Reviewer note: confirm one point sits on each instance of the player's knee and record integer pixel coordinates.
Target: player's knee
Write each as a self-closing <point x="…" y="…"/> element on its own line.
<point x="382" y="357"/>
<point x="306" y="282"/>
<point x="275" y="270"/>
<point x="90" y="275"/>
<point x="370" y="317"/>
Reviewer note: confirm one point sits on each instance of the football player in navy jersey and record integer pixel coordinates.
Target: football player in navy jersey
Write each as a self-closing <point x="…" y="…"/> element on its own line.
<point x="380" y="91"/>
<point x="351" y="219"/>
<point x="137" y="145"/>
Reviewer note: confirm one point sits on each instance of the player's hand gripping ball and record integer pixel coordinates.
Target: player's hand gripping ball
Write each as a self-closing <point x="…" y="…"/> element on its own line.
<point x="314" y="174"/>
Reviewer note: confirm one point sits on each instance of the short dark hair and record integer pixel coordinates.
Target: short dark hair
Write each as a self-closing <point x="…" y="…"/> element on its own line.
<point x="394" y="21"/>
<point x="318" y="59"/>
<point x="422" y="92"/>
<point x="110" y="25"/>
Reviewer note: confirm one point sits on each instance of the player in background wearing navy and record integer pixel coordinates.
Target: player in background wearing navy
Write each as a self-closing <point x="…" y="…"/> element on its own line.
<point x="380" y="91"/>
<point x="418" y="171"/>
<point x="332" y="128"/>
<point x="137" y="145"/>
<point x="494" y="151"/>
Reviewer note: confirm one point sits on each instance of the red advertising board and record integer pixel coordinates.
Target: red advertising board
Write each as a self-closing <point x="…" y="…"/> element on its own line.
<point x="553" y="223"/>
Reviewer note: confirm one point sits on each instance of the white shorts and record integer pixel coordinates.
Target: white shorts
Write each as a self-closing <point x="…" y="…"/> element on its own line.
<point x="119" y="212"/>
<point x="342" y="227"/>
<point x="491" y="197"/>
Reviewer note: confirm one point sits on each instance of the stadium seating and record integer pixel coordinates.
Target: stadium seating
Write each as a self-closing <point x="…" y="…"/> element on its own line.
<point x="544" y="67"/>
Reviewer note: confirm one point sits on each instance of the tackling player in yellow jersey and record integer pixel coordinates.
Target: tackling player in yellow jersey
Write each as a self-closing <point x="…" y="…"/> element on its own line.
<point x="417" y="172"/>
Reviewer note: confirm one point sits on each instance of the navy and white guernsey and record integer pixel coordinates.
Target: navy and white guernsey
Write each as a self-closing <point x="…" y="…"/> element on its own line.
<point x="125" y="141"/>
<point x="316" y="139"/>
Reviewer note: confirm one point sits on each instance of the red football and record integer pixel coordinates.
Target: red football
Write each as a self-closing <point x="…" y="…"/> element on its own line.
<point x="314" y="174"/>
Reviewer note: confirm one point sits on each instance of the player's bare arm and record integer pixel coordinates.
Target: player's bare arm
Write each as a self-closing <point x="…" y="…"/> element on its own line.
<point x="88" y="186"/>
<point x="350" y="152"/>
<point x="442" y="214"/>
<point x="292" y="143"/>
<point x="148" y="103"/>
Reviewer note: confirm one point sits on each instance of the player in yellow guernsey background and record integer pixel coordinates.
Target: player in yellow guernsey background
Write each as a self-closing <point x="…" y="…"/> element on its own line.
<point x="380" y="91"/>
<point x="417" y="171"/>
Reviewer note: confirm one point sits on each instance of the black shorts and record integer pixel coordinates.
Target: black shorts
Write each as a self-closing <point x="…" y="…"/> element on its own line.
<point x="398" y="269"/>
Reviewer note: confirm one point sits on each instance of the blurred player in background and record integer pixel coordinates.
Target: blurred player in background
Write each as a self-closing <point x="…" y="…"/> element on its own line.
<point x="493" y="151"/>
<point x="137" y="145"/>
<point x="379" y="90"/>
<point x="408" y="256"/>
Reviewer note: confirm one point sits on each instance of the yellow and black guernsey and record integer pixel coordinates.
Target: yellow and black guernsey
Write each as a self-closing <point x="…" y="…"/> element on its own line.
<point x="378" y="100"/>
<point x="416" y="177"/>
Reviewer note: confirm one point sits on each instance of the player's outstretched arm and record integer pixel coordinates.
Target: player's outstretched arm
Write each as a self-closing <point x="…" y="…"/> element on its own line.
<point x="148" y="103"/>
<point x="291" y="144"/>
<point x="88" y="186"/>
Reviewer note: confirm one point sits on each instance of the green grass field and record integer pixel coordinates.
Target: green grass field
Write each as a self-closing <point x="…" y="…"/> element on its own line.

————

- _Instructions to follow_
Give back the entries above exactly as they are, from their first line through the line that contains "Target: football player in navy jersey", both included, with nothing else.

- _Your solution_
Reviewer note: confirm one point sits on each instance of the player's knee and record integer pixel coordinates.
Target: player's knee
Write each as a self-closing <point x="…" y="…"/> element on its own line.
<point x="382" y="357"/>
<point x="306" y="282"/>
<point x="275" y="270"/>
<point x="90" y="275"/>
<point x="370" y="317"/>
Reviewer note: confirm one point sits on each instance of the football player in navy jersey and record integer pixel coordinates.
Target: football player in navy jersey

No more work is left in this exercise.